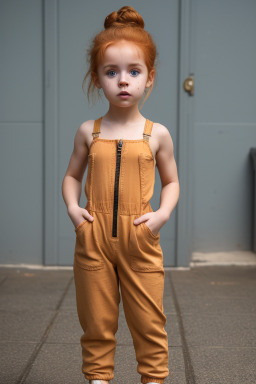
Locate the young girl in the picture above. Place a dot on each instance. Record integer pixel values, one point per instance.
(117, 233)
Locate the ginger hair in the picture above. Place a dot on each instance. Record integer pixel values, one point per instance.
(125, 24)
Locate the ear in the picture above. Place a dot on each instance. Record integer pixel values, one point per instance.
(151, 78)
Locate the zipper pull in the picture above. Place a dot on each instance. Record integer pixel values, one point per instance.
(120, 143)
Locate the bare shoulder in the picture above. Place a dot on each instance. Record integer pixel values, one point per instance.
(163, 137)
(85, 132)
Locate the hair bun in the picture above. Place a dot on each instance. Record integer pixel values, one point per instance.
(126, 16)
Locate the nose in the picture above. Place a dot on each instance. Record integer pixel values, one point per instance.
(123, 80)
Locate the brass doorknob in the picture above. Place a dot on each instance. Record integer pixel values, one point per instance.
(189, 85)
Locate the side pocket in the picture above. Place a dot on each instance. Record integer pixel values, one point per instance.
(87, 253)
(145, 252)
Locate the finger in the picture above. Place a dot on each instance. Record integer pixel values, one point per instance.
(140, 220)
(88, 216)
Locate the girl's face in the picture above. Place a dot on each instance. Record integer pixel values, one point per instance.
(123, 69)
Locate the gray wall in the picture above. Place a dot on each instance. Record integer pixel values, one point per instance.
(21, 132)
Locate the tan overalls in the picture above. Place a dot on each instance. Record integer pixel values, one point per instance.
(112, 250)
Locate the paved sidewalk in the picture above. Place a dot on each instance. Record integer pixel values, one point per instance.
(211, 326)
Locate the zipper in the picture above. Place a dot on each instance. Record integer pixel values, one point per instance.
(116, 189)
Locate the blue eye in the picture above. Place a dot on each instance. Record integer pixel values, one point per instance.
(134, 70)
(109, 72)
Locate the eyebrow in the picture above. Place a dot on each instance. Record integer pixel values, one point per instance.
(130, 65)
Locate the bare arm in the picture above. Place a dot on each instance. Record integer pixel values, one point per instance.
(72, 182)
(167, 168)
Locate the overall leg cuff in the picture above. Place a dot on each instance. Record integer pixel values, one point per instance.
(147, 379)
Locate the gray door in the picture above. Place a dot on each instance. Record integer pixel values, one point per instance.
(224, 62)
(76, 23)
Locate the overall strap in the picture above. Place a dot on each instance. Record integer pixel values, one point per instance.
(96, 128)
(147, 129)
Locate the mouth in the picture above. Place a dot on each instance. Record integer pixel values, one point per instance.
(124, 93)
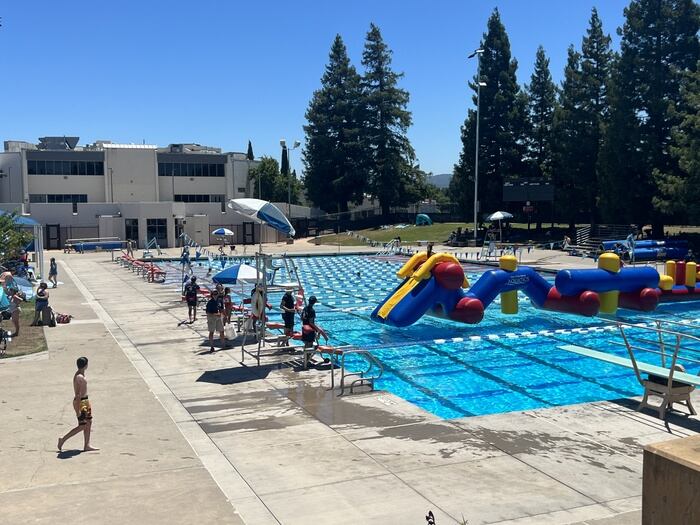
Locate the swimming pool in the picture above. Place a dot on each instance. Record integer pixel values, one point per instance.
(505, 363)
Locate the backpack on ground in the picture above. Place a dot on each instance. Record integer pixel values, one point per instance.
(47, 317)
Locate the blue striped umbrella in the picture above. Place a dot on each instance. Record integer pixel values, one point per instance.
(236, 273)
(263, 212)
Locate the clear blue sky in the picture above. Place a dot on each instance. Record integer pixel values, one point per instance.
(222, 72)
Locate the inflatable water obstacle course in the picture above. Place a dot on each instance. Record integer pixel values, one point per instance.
(437, 286)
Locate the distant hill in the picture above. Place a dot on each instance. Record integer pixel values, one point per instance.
(441, 181)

**Written request**
Copy every one of the entries above verbatim, leaving out the pictures.

**Answer**
Locate the young girl in the picture above. Place a dot on each instance. Record integer pixel values, one point per instance.
(117, 233)
Locate the ginger hair in the picture above. Place a dot on each instance. Record integer pixel values, one point per instance.
(125, 24)
Locate the ear in the picture above. Place a dot on each instance. Record integer pixel values, one point per instance.
(151, 78)
Locate the zipper pull in the picture above. Place a dot on each instance. Record integer pixel values, one point per instance.
(120, 143)
Locate the bare shoulder in the picture above. Place a dot on each instance. Record integer pixel values, one point per instance.
(163, 137)
(85, 132)
Locate the hair bun in the picture above. Place a dot on each instance. Record integer pixel values, one point per instance.
(126, 16)
Locate the nose in the picture above. Place a dot on each instance. Record integer pixel values, one point per instance.
(123, 80)
Locate the brass doorknob in the picture above. Place a dot on each instance. Record integer pixel values, one point per instance.
(189, 85)
Locate the side pocket in the picture above. Place a dot on each instance. Record integer pixel values, one point per instance.
(87, 253)
(145, 252)
Locate the finger in the picture above. Place a dot on each instance. Record integer pixel values, one point per instance.
(140, 220)
(88, 216)
Locate the girl's face in the picture above. Place a dot on each instance. Record integer pixel values, one point per instance.
(123, 69)
Locate the gray wall in the picture above. Place a dot on each instance. Record integer pixel values, one point per instance.
(21, 132)
Locate the tan overalls in the picture above. Place a dot on each instance. Record integer pixel values, one point per instance.
(112, 250)
Locate the paved sidewalk in the picture above. Place a dot on each instance. Record integer pixel values, one point per instance.
(211, 326)
Locate the zipper in the picture above. Place a dot on each instance. Record integer pixel values, one point per instance.
(116, 189)
Locate the blue eye in the picture above. Place a dot on each instance. Record integer pixel values, one point per instance.
(134, 70)
(109, 72)
Locate the eyebrow in the picture above. Place a dot on each instance. Record integer pixel values, one point per instance.
(130, 65)
Locate the bare arm in the picture above. Place a dot on each instance. Record integer pixel values, one point per instance.
(72, 182)
(167, 168)
Locate the overall leg cuff in the picture above. Place a dot on each instance. Record integer pixel values, one point per instance.
(147, 379)
Locate the gray door in the picture above. Place a dot on each instance. Record integer pixel values, one point per instance.
(224, 62)
(76, 23)
Locate the overall strap in the picture above. Place a dot on each instance. Record integer pixel values, one point per instance.
(96, 128)
(147, 129)
Locate the mouth in the picture above. Place a dot on each instance. Record integer pixel values, one point per instance.
(124, 93)
Locate the swimming pool in the picture above. Place a dot on each instance. Record integer pixel values, one point per instance.
(505, 363)
Locate the backpack on ground in the picture above. Place a dot on each instance. Record integer pixel values, one point per instance.
(47, 317)
Locate the blue striped umbrella in the picture above. Place a dot on each instance. Record integer pixel values, one point per instance.
(236, 273)
(263, 212)
Locate the clear blue sky in the picture above. Place a dot on each instance. Record integer pixel values, one point per instance.
(222, 72)
Locate the inflatable water obstacle course in the picture above. Place a dot on each instance. Record integer pixel values, one point per instance.
(437, 286)
Locate the distant hill in the picture above. Place a dot on each instance. Record integer pixel values, one point per instance.
(441, 181)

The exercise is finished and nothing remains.